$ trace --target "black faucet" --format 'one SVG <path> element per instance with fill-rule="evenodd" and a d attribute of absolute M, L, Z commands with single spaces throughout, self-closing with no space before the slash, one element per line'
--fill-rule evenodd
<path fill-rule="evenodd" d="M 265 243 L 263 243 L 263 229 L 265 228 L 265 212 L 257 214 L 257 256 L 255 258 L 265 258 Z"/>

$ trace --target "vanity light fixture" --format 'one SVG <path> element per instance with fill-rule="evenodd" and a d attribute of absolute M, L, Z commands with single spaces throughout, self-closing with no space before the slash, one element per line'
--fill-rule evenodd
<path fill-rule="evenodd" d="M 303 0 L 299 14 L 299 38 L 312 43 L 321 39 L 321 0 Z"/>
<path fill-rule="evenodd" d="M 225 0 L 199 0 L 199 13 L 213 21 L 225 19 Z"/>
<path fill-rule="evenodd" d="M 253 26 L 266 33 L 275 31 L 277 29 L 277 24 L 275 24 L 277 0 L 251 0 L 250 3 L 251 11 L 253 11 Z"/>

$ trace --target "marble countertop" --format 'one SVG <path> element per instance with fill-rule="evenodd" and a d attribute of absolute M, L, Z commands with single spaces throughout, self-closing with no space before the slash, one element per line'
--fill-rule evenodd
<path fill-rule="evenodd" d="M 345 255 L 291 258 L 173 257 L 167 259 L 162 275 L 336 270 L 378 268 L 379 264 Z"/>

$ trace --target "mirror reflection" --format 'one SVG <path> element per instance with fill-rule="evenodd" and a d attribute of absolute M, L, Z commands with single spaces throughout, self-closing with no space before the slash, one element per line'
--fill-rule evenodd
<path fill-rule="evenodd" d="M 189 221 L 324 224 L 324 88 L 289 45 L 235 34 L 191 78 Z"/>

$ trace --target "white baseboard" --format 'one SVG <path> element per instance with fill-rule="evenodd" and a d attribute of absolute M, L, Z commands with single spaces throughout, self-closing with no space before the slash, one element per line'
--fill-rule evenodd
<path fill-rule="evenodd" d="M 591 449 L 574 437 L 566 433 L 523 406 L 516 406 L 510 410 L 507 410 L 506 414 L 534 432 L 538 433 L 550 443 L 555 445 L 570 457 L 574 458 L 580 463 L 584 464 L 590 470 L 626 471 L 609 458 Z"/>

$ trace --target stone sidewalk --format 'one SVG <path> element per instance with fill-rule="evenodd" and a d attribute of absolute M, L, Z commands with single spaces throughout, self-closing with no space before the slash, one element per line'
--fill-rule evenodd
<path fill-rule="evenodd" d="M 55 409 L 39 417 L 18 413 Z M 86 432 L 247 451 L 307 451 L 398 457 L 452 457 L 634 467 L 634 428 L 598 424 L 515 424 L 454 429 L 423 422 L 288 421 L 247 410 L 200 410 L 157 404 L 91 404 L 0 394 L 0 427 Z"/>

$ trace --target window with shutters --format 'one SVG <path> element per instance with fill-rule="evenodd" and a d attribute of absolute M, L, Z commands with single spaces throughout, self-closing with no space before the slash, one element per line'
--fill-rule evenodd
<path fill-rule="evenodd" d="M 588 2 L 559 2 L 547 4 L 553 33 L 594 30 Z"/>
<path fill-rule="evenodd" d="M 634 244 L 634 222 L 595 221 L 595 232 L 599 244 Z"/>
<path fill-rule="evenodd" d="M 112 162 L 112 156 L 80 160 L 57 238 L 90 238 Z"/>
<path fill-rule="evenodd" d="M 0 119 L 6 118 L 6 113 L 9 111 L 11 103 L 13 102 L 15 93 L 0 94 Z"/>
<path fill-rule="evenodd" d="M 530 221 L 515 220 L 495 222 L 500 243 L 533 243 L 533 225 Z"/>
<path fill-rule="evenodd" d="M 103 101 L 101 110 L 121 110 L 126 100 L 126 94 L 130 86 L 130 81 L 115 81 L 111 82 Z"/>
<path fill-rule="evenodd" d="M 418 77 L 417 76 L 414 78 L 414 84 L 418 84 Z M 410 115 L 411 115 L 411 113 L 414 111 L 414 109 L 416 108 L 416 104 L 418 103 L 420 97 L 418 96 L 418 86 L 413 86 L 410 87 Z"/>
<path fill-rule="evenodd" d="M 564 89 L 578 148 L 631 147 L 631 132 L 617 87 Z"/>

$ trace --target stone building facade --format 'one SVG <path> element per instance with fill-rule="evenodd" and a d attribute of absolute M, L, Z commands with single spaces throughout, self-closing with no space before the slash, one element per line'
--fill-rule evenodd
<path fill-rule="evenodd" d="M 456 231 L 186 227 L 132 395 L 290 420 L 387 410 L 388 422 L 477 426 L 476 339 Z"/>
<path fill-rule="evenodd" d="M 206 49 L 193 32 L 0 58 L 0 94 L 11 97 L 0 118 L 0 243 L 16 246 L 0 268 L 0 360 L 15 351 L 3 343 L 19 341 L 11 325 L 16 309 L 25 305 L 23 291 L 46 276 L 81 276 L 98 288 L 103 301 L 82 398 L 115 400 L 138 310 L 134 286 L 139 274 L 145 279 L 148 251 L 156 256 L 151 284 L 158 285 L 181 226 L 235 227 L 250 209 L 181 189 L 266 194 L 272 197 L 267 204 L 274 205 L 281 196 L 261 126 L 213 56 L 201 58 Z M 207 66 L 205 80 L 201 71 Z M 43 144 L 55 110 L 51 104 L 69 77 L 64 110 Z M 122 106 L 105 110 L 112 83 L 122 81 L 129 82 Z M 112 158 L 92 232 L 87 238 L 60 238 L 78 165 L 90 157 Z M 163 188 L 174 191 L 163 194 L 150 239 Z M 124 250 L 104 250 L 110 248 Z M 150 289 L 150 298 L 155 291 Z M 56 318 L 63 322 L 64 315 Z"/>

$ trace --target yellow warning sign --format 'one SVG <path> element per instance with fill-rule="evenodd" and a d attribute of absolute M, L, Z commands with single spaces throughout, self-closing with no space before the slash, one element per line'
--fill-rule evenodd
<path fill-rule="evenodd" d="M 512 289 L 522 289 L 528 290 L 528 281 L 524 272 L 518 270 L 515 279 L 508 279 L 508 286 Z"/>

--- BRIEF ---
Put the stretch of lines from the start of the records through the line containing "265 243 L 263" into a JSON list of strings, with one string per line and any blank lines left out.

--- OUTPUT OF THE TASK ---
[
  "$ trace --target \"black faucet\" --format 'one SVG <path> element per instance with fill-rule=\"evenodd\" and a d attribute of absolute M, L, Z commands with single spaces throughout, self-closing with no space before the slash, one element per line'",
  "--fill-rule evenodd",
  "<path fill-rule=\"evenodd\" d=\"M 265 243 L 263 243 L 263 229 L 265 228 L 265 212 L 257 214 L 257 256 L 255 258 L 265 258 Z\"/>"
]